Is One Partner Liable for the Fraudulent Activities of the Other Partner?

One of the great things about forming a partnership or other type of legal entity, is the corporate veil. You, personally, are shielded from the lawsuits and liabilities of the business or partnership, as the business is its own separate legal entity. Someone suing may be able to reach the business’ assets, and put it out of business, but it cannot touch your personal assets.
The Fraud Exception
One of the few exceptions to the rule is fraud. A partner or owner of a business who commits fraud, can be held personally liable to the suing Plaintiff, and cannot hide behind the corporate veil.
But partnerships create a special problem, because often, one partner may be doing something behind the back of the other partner, and without the other partner’s knowledge. If that something is fraud, the question then becomes, can the partner who knew nothing about the fraud, be held liable, personally, to the Plaintiff (the person or entity suing for fraud)?
No Liability, But It’s Tough to Prove
The answer generally is no; a partner is not individually and personally liable for the wrongs committed by the other partner, and that innocent partner’s assets cannot be touched by the Plaintiff suing.
But this is assuming that the partner had no idea that the fraud was going on, and more importantly, that the partner couldn’t have and shouldn’t have known. A partner cannot remain purposefully and blissfully ignorant of what is going on, and then say that he or she had no idea about fraudulent activity.
Partnerships are closely held, in that there isn’t a lot of management or bureaucracy; there are not a lot of officers, no boards of directors or shareholders, and often, few employees. It is hard to convince a court that you, as a partner, had no idea that your other partner was committing fraud or defrauding people right under your nose.

Supplied records »

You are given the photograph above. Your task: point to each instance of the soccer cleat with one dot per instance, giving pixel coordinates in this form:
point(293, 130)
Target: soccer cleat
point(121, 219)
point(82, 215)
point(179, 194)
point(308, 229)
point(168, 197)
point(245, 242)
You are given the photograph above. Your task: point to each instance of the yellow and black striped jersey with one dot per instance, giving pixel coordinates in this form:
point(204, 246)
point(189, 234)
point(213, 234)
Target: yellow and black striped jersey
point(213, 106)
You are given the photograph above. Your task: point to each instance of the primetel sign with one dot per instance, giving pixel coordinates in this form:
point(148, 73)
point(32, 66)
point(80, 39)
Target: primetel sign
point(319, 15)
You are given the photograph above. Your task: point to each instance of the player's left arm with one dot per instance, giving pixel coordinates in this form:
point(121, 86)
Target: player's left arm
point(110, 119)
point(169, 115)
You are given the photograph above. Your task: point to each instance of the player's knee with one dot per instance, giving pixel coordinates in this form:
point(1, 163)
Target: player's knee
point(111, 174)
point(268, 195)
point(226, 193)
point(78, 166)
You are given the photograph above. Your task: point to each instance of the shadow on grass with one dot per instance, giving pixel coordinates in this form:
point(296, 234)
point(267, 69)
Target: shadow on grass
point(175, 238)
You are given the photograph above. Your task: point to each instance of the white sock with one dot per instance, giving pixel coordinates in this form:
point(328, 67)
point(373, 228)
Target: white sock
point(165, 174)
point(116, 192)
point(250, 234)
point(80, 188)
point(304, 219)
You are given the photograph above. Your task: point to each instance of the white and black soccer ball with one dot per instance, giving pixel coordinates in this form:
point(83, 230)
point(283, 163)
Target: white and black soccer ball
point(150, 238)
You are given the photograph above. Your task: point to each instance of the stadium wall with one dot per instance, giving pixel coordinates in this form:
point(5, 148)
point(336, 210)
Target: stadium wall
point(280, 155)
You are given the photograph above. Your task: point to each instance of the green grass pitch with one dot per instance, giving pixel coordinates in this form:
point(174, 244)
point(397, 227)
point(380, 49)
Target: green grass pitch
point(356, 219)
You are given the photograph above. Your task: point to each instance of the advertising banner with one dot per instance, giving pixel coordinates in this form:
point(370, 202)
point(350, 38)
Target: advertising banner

Written tasks »
a - According to the article on partner liability for fraud, what is one of the few exceptions to the shield of the corporate veil?
b - Write the next part of the article on partner liability for fraud, picking up after its final sentence.

Expected responses »
a - Fraud.

b -
Partnerships often work under one roof, or else, share books and records and they often make joint decisions on marketing strategies and what contracts to enter into; all things that would lead others to reasonably believe that both partners knew of fraudulent behavior or at least could have known about it and chose to ignore it.
When The Government Sues
It’s not just consumers that can sue for fraud; the government can, as well. And they are going to take the position that all partners knew, and had a hand in, the fraudulent behavior.
You can prove otherwise, but that would be something you would have to convince the judge or jury of, and unless you are completely innocent, the government likely won’t just walk away from punishing a partner.
What About Bankruptcy?
If you do end up owing money because of your partner’s fraudulent behavior, and are driven into bankruptcy because of it, you may be in a tough situation: the Supreme Court has held that for the purposes of discharging debt in a bankruptcy case, all partners are liable for any one partner’s fraudulent activity-and debts related to fraud cannot be discharged in bankruptcy.
Have a fraud case? Call our West Palm Beach commercial litigation attorneys at Pike & Lustig for help.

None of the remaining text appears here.